__PASSAGE FOR REVIEW__:

Lorig Bishop, language teacher, foreground, William Bishop, from left, Andrew Paniagua and Nuri Bye, all language teachers, prepare their online classes and lessons for their students at West Bloomfield High School.

What does this look like in practice?

►Use the tools you already know. It’s OK to keep it simple. It’s OK to use email and phones if that’s what allows you to focus on connecting with students instead of learning new software and delivery methods.

►Give students some grace, seeking first to understand. Do your best to operate with positive intent and avoid dangerous assumptions.

►Call every student, every week. This is a far more valuable use of your time than perfecting Google Classroom. Check in and see what they need. If they are ready, help them through any learning you’ve provided — but only if they are ready. How they are coping and managing their emotional needs right now is far more important than curriculum.

Natural-language object grounding data
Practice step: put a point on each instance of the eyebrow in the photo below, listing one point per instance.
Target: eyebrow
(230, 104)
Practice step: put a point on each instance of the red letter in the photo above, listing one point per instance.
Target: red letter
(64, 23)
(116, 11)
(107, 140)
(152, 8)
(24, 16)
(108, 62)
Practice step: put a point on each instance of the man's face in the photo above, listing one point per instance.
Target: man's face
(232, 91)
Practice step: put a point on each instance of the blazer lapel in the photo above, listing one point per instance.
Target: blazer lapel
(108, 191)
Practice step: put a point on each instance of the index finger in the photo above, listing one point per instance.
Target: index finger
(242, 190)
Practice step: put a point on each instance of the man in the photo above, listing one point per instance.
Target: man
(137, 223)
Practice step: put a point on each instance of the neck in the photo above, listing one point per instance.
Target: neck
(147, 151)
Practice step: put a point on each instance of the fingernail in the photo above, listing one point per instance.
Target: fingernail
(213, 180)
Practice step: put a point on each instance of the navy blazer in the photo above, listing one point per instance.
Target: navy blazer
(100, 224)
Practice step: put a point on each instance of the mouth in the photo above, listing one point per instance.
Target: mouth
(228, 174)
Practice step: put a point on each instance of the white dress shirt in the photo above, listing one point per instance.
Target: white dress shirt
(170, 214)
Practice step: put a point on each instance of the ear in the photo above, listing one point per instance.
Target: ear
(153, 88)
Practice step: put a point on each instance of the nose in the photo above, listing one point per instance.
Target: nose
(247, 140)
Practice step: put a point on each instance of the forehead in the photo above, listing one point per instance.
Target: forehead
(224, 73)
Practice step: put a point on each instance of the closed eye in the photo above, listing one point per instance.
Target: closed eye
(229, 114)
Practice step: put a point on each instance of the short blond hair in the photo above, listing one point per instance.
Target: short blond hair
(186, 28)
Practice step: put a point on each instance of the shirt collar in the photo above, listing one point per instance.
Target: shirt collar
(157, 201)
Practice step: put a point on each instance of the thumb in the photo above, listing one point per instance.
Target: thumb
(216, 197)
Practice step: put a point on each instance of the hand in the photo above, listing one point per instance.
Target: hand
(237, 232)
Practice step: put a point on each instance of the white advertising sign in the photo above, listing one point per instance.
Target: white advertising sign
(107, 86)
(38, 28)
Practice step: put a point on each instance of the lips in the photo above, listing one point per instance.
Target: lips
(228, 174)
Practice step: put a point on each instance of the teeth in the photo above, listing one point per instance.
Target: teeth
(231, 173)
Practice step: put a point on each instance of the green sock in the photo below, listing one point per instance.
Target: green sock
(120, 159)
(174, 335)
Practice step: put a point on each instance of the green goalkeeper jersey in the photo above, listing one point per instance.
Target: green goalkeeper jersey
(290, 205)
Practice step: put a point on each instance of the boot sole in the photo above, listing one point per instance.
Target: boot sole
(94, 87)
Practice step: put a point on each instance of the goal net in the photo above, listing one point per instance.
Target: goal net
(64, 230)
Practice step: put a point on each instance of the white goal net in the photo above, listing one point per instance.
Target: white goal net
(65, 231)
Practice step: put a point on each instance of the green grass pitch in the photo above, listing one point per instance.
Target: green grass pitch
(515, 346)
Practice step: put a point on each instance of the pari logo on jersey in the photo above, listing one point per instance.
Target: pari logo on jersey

__WORK INSTRUCTION__:
Rewrite part of the passage on remote teaching, changing "email" to "text messages". Begin at the words "Lorig Bishop, language" and stop after "and delivery methods.".

__RESPONSE BOX__:
Lorig Bishop, language teacher, foreground, William Bishop, from left, Andrew Paniagua and Nuri Bye, all language teachers, prepare their online classes and lessons for their students at West Bloomfield High School.

What does this look like in practice?

►Use the tools you already know. It’s OK to keep it simple. It’s OK to use text messages and phones if that’s what allows you to focus on connecting with students instead of learning new software and delivery methods.